> [Work instructions] Copy out the lines below, renaming "pointer output verification" to "point placement check" everywhere it occurs and leaving all else unchanged.

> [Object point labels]
════════════════

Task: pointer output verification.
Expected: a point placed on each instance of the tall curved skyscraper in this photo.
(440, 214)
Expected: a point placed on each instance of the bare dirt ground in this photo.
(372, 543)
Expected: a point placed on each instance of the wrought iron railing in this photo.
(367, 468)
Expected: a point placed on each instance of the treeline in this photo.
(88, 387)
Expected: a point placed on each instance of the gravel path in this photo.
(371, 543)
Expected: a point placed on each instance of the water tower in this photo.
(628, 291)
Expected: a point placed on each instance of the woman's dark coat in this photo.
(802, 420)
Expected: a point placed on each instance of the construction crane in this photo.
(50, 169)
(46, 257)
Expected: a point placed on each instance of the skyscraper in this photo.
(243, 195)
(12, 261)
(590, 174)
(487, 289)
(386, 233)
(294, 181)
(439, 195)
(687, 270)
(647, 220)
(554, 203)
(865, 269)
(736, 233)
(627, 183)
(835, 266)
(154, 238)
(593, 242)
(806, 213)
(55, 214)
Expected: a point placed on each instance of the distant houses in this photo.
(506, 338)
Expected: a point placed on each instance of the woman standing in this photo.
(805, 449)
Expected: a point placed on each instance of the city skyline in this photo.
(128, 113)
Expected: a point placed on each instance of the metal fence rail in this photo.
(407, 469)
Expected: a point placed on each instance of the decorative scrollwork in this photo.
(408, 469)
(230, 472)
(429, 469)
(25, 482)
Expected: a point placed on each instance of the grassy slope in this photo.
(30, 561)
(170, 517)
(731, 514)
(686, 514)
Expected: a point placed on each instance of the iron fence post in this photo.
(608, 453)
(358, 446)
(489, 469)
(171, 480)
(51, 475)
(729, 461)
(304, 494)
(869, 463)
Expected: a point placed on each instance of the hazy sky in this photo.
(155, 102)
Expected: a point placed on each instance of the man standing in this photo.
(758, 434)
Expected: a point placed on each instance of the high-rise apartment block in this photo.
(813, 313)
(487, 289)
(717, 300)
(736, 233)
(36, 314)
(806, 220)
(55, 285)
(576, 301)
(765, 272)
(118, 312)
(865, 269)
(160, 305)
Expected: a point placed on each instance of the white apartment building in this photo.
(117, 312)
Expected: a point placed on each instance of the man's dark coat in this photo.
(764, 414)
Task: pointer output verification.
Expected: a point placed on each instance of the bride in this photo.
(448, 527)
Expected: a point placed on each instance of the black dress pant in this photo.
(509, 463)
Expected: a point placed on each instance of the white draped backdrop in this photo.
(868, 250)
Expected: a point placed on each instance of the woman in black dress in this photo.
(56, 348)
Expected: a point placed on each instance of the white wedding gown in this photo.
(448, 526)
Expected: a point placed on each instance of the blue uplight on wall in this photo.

════════════════

> [Task answer]
Task: point placement check.
Expected: a point placed on each instance of the tall curved skyscraper in this photo.
(440, 214)
Expected: a point placed on each instance of the bare dirt ground in this photo.
(372, 543)
Expected: a point placed on each instance of the wrought iron railing in this photo.
(367, 468)
Expected: a point placed on each instance of the treeline in this photo.
(88, 387)
Expected: a point placed on each instance of the gravel path in this photo.
(371, 543)
Expected: a point placed on each instance of the water tower in this photo.
(628, 291)
Expected: a point placed on each instance of the woman's dark coat in this photo.
(802, 420)
Expected: a point placed on each instance of the construction crane in this photo.
(50, 169)
(46, 257)
Expected: a point placed on each instance of the skyscraper in this photo.
(243, 195)
(12, 261)
(590, 174)
(487, 289)
(386, 233)
(294, 181)
(439, 195)
(687, 270)
(647, 220)
(554, 203)
(865, 269)
(736, 233)
(627, 183)
(835, 266)
(154, 238)
(593, 242)
(806, 213)
(55, 214)
Expected: a point placed on each instance of the distant houses in this photo.
(506, 338)
Expected: a point placed on each instance of the woman standing in this photo.
(805, 449)
Expected: a point placed on each instance of the city skyline in this photo.
(128, 113)
Expected: a point placed on each instance of the metal fence rail in this photo.
(407, 469)
Expected: a point placed on each instance of the decorative scrollwork in this photo.
(408, 469)
(230, 472)
(429, 469)
(25, 482)
Expected: a point placed on each instance of the grassy slope in this photo.
(30, 561)
(170, 517)
(731, 514)
(686, 514)
Expected: a point placed on each instance of the iron fence post in this photo.
(608, 453)
(358, 446)
(489, 469)
(171, 480)
(51, 475)
(729, 461)
(304, 494)
(869, 463)
Expected: a point placed on each instance of the hazy sky in this photo.
(155, 102)
Expected: a point placed on each instance of the man standing in this photo.
(758, 434)
Expected: a point placed on each instance of the high-rise apartment block in this photo.
(813, 313)
(487, 289)
(717, 300)
(736, 233)
(36, 314)
(806, 220)
(55, 285)
(576, 301)
(765, 272)
(118, 312)
(865, 269)
(160, 305)
Expected: a point placed on each instance of the white apartment building in this photo.
(117, 312)
Expected: a point placed on each instance of the man's dark coat in this photo.
(764, 414)
Task: point placement check.
Expected: a point placed on each instance of the bride in this photo.
(448, 527)
Expected: a point placed on each instance of the black dress pant in this photo.
(509, 463)
Expected: a point placed on each instance of the white draped backdrop in this photo.
(868, 250)
Expected: a point placed on each instance of the woman in black dress in this photo.
(56, 348)
Expected: a point placed on each instance of the white wedding gown in this photo.
(448, 526)
Expected: a point placed on each instance of the blue uplight on wall in this photo.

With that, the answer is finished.